> STATED TASK
Copy out every one of the entries below word for word, leaving out the pictures.

> GIVEN DATA
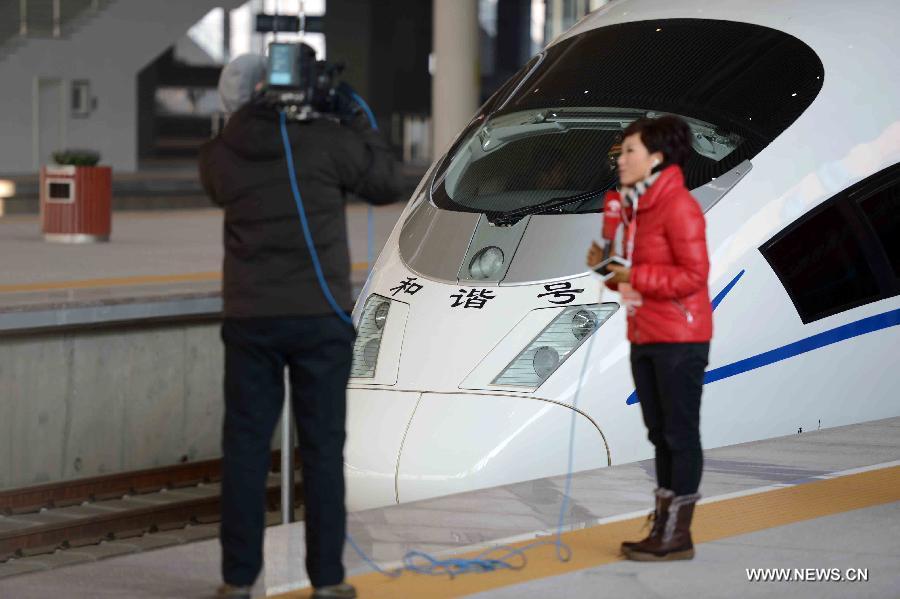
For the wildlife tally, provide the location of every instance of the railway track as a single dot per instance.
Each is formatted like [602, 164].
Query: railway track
[45, 518]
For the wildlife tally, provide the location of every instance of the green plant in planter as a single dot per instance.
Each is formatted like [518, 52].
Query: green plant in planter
[77, 157]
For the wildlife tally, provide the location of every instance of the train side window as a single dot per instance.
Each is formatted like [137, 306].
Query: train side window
[882, 210]
[821, 263]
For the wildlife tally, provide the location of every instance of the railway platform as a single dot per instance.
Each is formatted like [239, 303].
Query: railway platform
[819, 509]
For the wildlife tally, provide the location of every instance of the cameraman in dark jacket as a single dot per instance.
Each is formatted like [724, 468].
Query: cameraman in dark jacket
[277, 316]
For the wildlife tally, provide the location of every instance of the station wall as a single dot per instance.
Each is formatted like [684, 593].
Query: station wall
[99, 401]
[107, 49]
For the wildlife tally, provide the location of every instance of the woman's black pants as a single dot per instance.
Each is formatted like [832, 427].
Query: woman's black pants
[669, 381]
[317, 351]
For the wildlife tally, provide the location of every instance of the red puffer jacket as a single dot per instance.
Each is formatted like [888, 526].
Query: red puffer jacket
[670, 266]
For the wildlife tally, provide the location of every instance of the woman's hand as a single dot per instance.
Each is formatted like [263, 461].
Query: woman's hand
[595, 254]
[623, 274]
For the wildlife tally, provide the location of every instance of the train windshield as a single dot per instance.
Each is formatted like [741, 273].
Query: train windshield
[552, 132]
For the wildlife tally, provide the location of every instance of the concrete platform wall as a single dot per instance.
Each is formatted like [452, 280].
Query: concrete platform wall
[92, 402]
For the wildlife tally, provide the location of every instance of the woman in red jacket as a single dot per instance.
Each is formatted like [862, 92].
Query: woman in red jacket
[669, 320]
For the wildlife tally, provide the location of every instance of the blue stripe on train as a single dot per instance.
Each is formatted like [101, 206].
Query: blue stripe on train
[841, 333]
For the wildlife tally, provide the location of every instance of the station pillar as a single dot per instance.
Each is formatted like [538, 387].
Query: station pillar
[455, 77]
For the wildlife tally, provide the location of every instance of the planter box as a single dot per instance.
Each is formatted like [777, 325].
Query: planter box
[76, 203]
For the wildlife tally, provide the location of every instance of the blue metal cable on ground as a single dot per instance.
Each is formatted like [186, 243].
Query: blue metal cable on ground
[418, 561]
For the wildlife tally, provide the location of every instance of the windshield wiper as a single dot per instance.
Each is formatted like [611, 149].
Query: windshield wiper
[551, 206]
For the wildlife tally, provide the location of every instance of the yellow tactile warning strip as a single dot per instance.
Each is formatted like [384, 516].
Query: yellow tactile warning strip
[196, 277]
[599, 545]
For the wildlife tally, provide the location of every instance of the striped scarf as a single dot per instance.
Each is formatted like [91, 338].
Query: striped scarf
[631, 196]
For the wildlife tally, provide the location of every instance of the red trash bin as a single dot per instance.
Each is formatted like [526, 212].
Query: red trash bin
[76, 203]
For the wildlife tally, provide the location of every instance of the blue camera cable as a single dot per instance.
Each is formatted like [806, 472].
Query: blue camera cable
[501, 557]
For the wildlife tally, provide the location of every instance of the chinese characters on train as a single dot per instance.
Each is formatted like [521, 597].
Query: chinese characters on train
[409, 286]
[560, 293]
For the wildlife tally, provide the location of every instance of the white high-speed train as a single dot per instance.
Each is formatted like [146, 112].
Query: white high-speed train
[474, 326]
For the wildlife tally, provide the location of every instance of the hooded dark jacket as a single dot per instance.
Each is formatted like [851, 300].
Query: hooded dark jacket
[268, 270]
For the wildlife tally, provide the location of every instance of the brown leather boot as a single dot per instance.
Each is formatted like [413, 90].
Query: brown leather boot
[656, 517]
[675, 541]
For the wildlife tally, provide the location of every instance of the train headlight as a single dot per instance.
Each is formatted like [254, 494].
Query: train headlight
[546, 359]
[487, 263]
[368, 337]
[583, 323]
[552, 346]
[380, 316]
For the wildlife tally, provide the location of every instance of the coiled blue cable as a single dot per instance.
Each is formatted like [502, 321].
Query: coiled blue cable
[418, 561]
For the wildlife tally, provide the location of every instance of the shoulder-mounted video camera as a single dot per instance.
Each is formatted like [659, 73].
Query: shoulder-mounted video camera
[296, 83]
[303, 87]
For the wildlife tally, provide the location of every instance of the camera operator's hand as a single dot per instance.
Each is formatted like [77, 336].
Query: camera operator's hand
[348, 109]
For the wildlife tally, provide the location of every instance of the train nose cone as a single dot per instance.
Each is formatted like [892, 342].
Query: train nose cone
[461, 442]
[377, 421]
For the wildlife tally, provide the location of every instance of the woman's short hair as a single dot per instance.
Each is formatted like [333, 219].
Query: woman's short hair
[667, 134]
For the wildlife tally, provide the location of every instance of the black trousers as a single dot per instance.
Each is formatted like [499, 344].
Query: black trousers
[669, 381]
[317, 352]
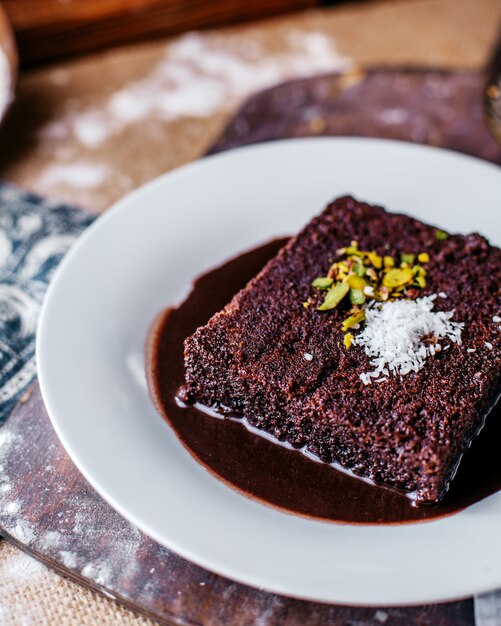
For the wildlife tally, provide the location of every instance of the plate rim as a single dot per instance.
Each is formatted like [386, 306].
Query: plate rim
[116, 209]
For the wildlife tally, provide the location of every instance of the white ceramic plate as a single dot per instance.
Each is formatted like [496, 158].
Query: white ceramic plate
[141, 257]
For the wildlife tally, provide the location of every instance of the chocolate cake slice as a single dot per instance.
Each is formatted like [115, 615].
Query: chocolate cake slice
[313, 355]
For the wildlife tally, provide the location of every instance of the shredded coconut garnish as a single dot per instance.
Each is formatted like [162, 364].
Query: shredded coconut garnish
[400, 335]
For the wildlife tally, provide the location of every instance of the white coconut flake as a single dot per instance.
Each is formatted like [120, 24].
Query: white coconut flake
[394, 332]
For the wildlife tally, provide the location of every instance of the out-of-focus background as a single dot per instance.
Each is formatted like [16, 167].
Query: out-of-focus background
[104, 95]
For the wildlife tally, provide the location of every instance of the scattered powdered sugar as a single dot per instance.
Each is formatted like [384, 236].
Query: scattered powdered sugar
[394, 335]
[199, 75]
[18, 570]
[82, 175]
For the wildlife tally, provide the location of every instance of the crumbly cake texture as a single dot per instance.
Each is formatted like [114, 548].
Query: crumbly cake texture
[283, 367]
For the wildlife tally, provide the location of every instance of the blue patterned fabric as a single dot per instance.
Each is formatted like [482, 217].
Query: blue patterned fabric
[35, 233]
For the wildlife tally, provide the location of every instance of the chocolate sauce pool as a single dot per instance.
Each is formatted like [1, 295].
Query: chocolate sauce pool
[273, 473]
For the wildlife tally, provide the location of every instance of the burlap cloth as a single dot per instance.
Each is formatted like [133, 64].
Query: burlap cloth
[76, 132]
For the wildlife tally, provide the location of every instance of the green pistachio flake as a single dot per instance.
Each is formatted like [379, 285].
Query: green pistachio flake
[353, 320]
[408, 258]
[334, 296]
[322, 283]
[357, 296]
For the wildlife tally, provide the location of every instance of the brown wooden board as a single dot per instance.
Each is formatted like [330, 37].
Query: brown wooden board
[48, 509]
[52, 29]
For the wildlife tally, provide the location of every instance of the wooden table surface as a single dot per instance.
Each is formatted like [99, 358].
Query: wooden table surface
[74, 128]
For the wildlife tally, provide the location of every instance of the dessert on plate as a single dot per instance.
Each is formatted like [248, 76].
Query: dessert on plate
[370, 341]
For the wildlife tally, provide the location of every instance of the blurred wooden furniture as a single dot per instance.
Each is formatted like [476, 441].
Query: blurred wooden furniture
[52, 29]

> THE OUTPUT
For the wildlife tally, provide the location of every instance of the railway track as a single dot per instance.
Each is formatted like [602, 164].
Query: railway track
[45, 518]
For the wildlife tally, provide the location of every instance of the green plant in planter as a single dot per instance.
Each is formatted like [518, 52].
Query: green plant in planter
[77, 157]
For the wildlife tally, provide the location of every instance of the train side window as a single dot per instance.
Each is formatted like [137, 306].
Query: train side window
[882, 210]
[821, 263]
For the wildlife tally, provide the location of every instance of the railway platform as a single dot per instance.
Each is formatted like [239, 303].
Query: railway platform
[819, 509]
For the wildlife tally, provide the location of every instance of the cameraman in dark jacket as a single dot per instance.
Each is formatted like [724, 468].
Query: cameraman in dark jacket
[277, 316]
For the wildlife tally, provide the location of every instance of the station wall as a single dot per instance.
Each is formatted like [684, 593].
Query: station wall
[99, 401]
[107, 49]
For the wildlife tally, provide the location of every instance of the woman's black pants as a single dot per instance.
Each is formatted like [832, 427].
Query: woman's black pants
[669, 381]
[317, 351]
For the wildlife tally, provide the location of every instance of the red puffer jacket as a single dot per instance.
Each is formatted like [888, 526].
Query: red puffer jacket
[670, 266]
For the wildlife tally, provide the location of every instance of the woman's hand as a single dot per instance.
Each is formatted like [263, 461].
Query: woman's hand
[595, 254]
[623, 274]
For the wildlife tally, provide the location of every instance of the train windshield as a single dot per instance.
Each is formatted like [741, 273].
Query: train windshield
[552, 132]
For the wildlife tally, provide the location of every instance of the concrete platform wall as a single dot per instance.
Each is formatted like [452, 280].
Query: concrete platform wall
[92, 402]
For the wildlife tally, provide the location of every instance of the woman in red jacket as a single dot per instance.
Each is formatted like [862, 92].
Query: woman in red jacket
[669, 320]
For the wildlife tally, provide the location of every instance of the blue stripe on train as a single dot per instance.
Each is formatted like [101, 206].
Query: blue stripe on train
[841, 333]
For the wildlife tally, provide the location of every instance of the station pillar as a single dot per instance.
Each is formatted like [538, 387].
Query: station pillar
[455, 77]
For the wildlife tally, provide the location of every instance of the planter box as a single dot per instance.
Each is formatted like [777, 325].
Query: planter box
[76, 203]
For the wildlife tally, provide the location of every instance of the blue metal cable on ground as a single dot per instance.
Each is formatted like [186, 243].
Query: blue metal cable on ground
[418, 561]
For the wildlife tally, provide the location of every instance of the windshield wiper as a single dot per instance.
Each is formatted like [611, 149].
Query: windshield wiper
[551, 206]
For the wildlife tally, provide the location of every instance of the yellow tactile warning strip as a single dot per instance.
Each is formatted like [384, 516].
Query: yellow tactile warning strip
[196, 277]
[599, 545]
For the wildlife tally, provide the location of every instance of the striped scarf as a single dot per instance.
Each is formatted like [91, 338].
Query: striped scarf
[631, 196]
For the wildlife tally, provide the location of every instance of the red trash bin as a single dot per instance.
Each is formatted like [526, 212].
Query: red trash bin
[76, 203]
For the wildlife tally, provide the location of every instance of the blue camera cable as a single dot per instance.
Each is formatted like [806, 472].
Query: blue camera cable
[501, 557]
For the wildlife tally, provide the location of every instance of the chinese characters on train as a single dot per instance.
Each is formatted like [521, 597].
Query: chinese characters on train
[409, 286]
[560, 293]
For the wildlife tally, provide the location of every instance of the white high-speed train as a single dot per instance.
Each is formatted like [146, 112].
Query: white high-speed train
[474, 326]
For the wildlife tally, provide the location of every instance of the hooded dark jacket as a single dot per instance.
Each is formatted like [851, 300].
Query: hooded dark jacket
[268, 270]
For the wildlife tally, provide the location of every instance of the brown leather boot as a single dot per instance.
Each is formatted like [413, 90].
Query: brown leather boot
[656, 517]
[675, 541]
For the wildlife tally, provide the location of every instance of the train headlight as a single dot per instance.
Each is formatted like [254, 494].
Query: train headlight
[546, 359]
[487, 263]
[368, 337]
[583, 323]
[552, 346]
[380, 316]
For the wildlife tally, provide the location of every instance of the coiled blue cable as a single dot per instance.
Each is formatted like [502, 321].
Query: coiled blue cable
[418, 561]
For the wildlife tally, provide the location of every instance of the shoulder-mounted video camera as a single dot per instance.
Each is formatted like [659, 73].
Query: shoulder-mounted video camera
[296, 83]
[303, 87]
For the wildlife tally, provide the location of every instance of the camera operator's hand as a single dot per instance.
Each is formatted like [77, 336].
Query: camera operator's hand
[348, 109]
For the wildlife tally, provide the location of every instance of the train nose cone as a single dot per instance.
Each is formatted like [892, 342].
Query: train nose cone
[461, 442]
[377, 421]
For the wildlife tally, provide the location of every instance of the woman's short hair as a single dot per instance.
Each is formatted like [333, 219].
Query: woman's short hair
[667, 134]
For the wildlife tally, provide the location of every instance of the black trousers as a single dot per instance.
Each is formatted like [499, 344].
Query: black trousers
[669, 381]
[317, 352]
For the wildlife tally, provide the location of every instance of the plate rim as a single dot per instance.
Each is formatted like [386, 306].
Query: plate rim
[116, 209]
For the wildlife tally, provide the location of every instance of the white ceramic plate as a single dot per instance.
Each is formatted like [496, 158].
Query: white ceramic plate
[141, 257]
For the wildlife tally, provide the location of every instance of the chocolate cake slice as a single dot per instance.
Each is formatted like [115, 615].
Query: chocolate cake slice
[313, 355]
For the wildlife tally, provide the location of every instance of the shredded coconut garnish as a single dot per instance.
Each is formatted like [162, 364].
Query: shredded coconut garnish
[400, 335]
For the wildlife tally, provide the location of every instance of the white coconut flake as a single dot per instance.
Each is formatted like [120, 24].
Query: white coconut flake
[394, 332]
For the wildlife tally, provide the location of every instance of the out-of-focus background as a single dot per instance.
Each is formatted like [16, 167].
Query: out-of-focus background
[104, 95]
For the wildlife tally, provide the location of every instance of the scattered powdered sugar as a single dot per instance.
Each is formatted like [384, 236].
Query: scattered powdered sugar
[394, 335]
[199, 75]
[18, 570]
[82, 175]
For the wildlife tally, provide the location of every instance of the crumbly cake texture as a single dot per instance.
Each is formatted like [114, 548].
Query: crumbly cake texture
[283, 367]
For the wildlife tally, provide the location of every instance of the blue patterned fabric as a single dot per instance.
Each is formatted like [482, 217].
Query: blue patterned fabric
[35, 233]
For the wildlife tally, provide the location of every instance of the chocolate sauce pool as a single dot per instance.
Each is formatted like [1, 295].
Query: chocolate sauce pool
[273, 473]
For the wildlife tally, provide the location of every instance of the burlap cloth as a single dot per instance.
Each is formatted like [133, 64].
Query: burlap cloth
[76, 132]
For the wildlife tally, provide the location of every instance of the green pistachio flake as a single dot per instance.
Each is formatted like [379, 285].
Query: green pistachio flake
[353, 320]
[408, 258]
[334, 296]
[322, 283]
[357, 296]
For the wildlife tally, provide the location of every instance of the brown wooden board as a single dot per instance.
Each is formatted like [330, 37].
Query: brown wooden board
[48, 509]
[52, 29]
For the wildlife tally, provide the location of every instance of the wooden table surface as a single dot per instance.
Each is formatted like [99, 358].
Query: wooden table surface
[74, 128]
For the wildlife tally, provide the location of every instance of the dessert on plate as a single dot per instance.
Each is formatted like [248, 76].
Query: dessert on plate
[370, 341]
For the wildlife tally, provide the location of every instance of the blurred wooden furniture as a single dot per instance.
Each is formatted like [476, 441].
Query: blurred wooden furniture
[52, 29]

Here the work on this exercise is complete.